Given problem: Put every line of the rows below into a JSON list of strings, with one string per line and blank lines omitted. Leave the pictures out of the answer.

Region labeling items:
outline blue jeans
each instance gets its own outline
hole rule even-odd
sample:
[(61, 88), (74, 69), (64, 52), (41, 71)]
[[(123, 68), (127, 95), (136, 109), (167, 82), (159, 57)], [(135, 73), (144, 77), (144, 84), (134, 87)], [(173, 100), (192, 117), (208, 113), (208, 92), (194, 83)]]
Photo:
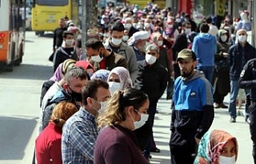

Full solution:
[
  "outline blue jeans",
  "each instance gets its own outline",
  "hole rule even-odd",
  "sample:",
  "[(61, 88), (74, 69), (64, 52), (41, 71)]",
  "[[(123, 68), (127, 95), (136, 109), (167, 82), (159, 57)], [(135, 73), (144, 77), (144, 84), (134, 87)], [(173, 100), (192, 117), (208, 113), (208, 92), (194, 83)]]",
  "Photo:"
]